§ Material for the task
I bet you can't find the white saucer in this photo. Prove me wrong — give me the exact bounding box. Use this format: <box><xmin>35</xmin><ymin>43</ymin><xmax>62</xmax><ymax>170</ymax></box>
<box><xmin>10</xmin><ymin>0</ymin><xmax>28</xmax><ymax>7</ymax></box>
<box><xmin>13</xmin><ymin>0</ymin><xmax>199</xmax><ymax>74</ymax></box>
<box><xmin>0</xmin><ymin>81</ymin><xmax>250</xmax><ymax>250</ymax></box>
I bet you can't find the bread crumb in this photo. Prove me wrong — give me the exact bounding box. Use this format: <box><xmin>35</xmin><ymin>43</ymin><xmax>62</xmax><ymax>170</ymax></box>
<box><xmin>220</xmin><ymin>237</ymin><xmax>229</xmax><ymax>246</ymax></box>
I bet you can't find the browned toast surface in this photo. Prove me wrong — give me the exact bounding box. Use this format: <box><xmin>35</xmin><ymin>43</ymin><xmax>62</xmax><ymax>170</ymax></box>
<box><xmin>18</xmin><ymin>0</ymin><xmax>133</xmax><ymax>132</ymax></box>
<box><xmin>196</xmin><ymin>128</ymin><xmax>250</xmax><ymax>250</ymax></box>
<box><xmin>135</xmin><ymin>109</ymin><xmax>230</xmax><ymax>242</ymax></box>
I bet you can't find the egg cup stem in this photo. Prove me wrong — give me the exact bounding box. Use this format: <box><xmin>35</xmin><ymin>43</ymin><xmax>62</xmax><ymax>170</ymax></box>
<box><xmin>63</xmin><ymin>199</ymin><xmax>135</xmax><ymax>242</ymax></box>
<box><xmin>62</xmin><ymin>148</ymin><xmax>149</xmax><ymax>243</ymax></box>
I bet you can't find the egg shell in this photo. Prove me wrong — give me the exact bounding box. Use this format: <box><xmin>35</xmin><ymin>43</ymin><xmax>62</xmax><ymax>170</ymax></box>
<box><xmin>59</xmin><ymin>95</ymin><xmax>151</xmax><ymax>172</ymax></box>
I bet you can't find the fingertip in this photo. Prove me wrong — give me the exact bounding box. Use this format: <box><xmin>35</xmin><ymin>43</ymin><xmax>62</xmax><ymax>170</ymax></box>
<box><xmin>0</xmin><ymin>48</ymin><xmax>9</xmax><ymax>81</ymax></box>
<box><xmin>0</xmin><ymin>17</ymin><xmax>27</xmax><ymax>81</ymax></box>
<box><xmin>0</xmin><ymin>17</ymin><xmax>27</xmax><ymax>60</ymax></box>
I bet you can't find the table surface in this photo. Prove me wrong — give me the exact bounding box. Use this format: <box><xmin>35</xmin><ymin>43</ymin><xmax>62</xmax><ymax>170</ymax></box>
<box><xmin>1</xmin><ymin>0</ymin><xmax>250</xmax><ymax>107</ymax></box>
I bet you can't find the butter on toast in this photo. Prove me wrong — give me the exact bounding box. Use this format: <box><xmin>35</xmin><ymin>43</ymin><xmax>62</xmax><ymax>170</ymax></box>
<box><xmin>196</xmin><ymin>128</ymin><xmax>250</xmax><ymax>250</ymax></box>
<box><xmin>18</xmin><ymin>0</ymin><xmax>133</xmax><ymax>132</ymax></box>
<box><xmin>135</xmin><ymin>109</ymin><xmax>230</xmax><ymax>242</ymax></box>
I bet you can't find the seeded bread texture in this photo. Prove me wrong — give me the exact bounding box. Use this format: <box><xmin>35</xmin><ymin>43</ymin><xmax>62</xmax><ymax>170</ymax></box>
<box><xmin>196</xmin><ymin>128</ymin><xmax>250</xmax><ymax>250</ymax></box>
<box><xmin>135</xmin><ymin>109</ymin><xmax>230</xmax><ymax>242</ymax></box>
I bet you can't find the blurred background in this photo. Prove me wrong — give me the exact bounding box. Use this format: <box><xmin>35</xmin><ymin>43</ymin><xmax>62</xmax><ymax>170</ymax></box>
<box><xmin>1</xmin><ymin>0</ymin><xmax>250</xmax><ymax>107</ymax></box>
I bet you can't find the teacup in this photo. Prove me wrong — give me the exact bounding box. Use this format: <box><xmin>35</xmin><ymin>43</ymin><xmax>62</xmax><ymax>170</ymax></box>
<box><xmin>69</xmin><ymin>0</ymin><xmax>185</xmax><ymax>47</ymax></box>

§ Exercise aim
Your task is to transcribe the listing in full, so that each line reads exactly as before.

§ Solved exercise
I bet you can't find the white saucer in this photo. Prove me wrong — give me the exact bounding box. Use this format: <box><xmin>35</xmin><ymin>43</ymin><xmax>62</xmax><ymax>170</ymax></box>
<box><xmin>10</xmin><ymin>0</ymin><xmax>28</xmax><ymax>7</ymax></box>
<box><xmin>13</xmin><ymin>0</ymin><xmax>199</xmax><ymax>74</ymax></box>
<box><xmin>0</xmin><ymin>81</ymin><xmax>250</xmax><ymax>250</ymax></box>
I bet you can't find the bread crumb in this photo. Prove me wrong — give me the exact bounding box. Use this format: <box><xmin>35</xmin><ymin>43</ymin><xmax>62</xmax><ymax>170</ymax></box>
<box><xmin>220</xmin><ymin>237</ymin><xmax>229</xmax><ymax>246</ymax></box>
I bet you can't find the browned toast surface in this photo. Prove me wrong — give me the exact bounding box. Use this format: <box><xmin>35</xmin><ymin>43</ymin><xmax>62</xmax><ymax>170</ymax></box>
<box><xmin>18</xmin><ymin>0</ymin><xmax>133</xmax><ymax>132</ymax></box>
<box><xmin>196</xmin><ymin>128</ymin><xmax>250</xmax><ymax>250</ymax></box>
<box><xmin>135</xmin><ymin>109</ymin><xmax>230</xmax><ymax>242</ymax></box>
I bet you can't find the egg cup stem in this photo. Prove me wrong — give me the exact bounding box. Use this format: <box><xmin>35</xmin><ymin>43</ymin><xmax>62</xmax><ymax>170</ymax></box>
<box><xmin>63</xmin><ymin>199</ymin><xmax>135</xmax><ymax>242</ymax></box>
<box><xmin>62</xmin><ymin>148</ymin><xmax>149</xmax><ymax>243</ymax></box>
I bet you can't find the egg shell in this photo. Prove me wrong — give me the exact bounding box. Use this format: <box><xmin>35</xmin><ymin>43</ymin><xmax>62</xmax><ymax>170</ymax></box>
<box><xmin>59</xmin><ymin>95</ymin><xmax>151</xmax><ymax>172</ymax></box>
I bet you can't find the fingertip in this photo. Prove me wrong — give me the exact bounding box. Use this format: <box><xmin>35</xmin><ymin>43</ymin><xmax>62</xmax><ymax>170</ymax></box>
<box><xmin>0</xmin><ymin>48</ymin><xmax>9</xmax><ymax>81</ymax></box>
<box><xmin>0</xmin><ymin>17</ymin><xmax>27</xmax><ymax>81</ymax></box>
<box><xmin>0</xmin><ymin>17</ymin><xmax>27</xmax><ymax>60</ymax></box>
I bet you can't find the table surface in this photo. Prove me wrong — give me the exact bounding box. Use this format: <box><xmin>35</xmin><ymin>43</ymin><xmax>62</xmax><ymax>170</ymax></box>
<box><xmin>1</xmin><ymin>0</ymin><xmax>250</xmax><ymax>107</ymax></box>
I bet you can't find the butter on toast in this photo. Prove me wrong — give me the exact bounding box. Use this format: <box><xmin>35</xmin><ymin>43</ymin><xmax>62</xmax><ymax>170</ymax></box>
<box><xmin>196</xmin><ymin>128</ymin><xmax>250</xmax><ymax>250</ymax></box>
<box><xmin>18</xmin><ymin>0</ymin><xmax>133</xmax><ymax>132</ymax></box>
<box><xmin>135</xmin><ymin>109</ymin><xmax>230</xmax><ymax>242</ymax></box>
I bet you can't find the seeded bread texture in this photo. Prove me wrong — give me the exact bounding box. Use this format: <box><xmin>35</xmin><ymin>43</ymin><xmax>62</xmax><ymax>170</ymax></box>
<box><xmin>196</xmin><ymin>128</ymin><xmax>250</xmax><ymax>250</ymax></box>
<box><xmin>135</xmin><ymin>109</ymin><xmax>230</xmax><ymax>242</ymax></box>
I bet you can't find the blurred background in this photo. Prove me wrong — give me the exact bounding box. Use this format: <box><xmin>35</xmin><ymin>43</ymin><xmax>62</xmax><ymax>170</ymax></box>
<box><xmin>1</xmin><ymin>0</ymin><xmax>250</xmax><ymax>107</ymax></box>
I bet you can't find the teacup in this photo. Prove me wrong — give me the exact bounding box. Use this format: <box><xmin>35</xmin><ymin>43</ymin><xmax>62</xmax><ymax>170</ymax></box>
<box><xmin>69</xmin><ymin>0</ymin><xmax>185</xmax><ymax>47</ymax></box>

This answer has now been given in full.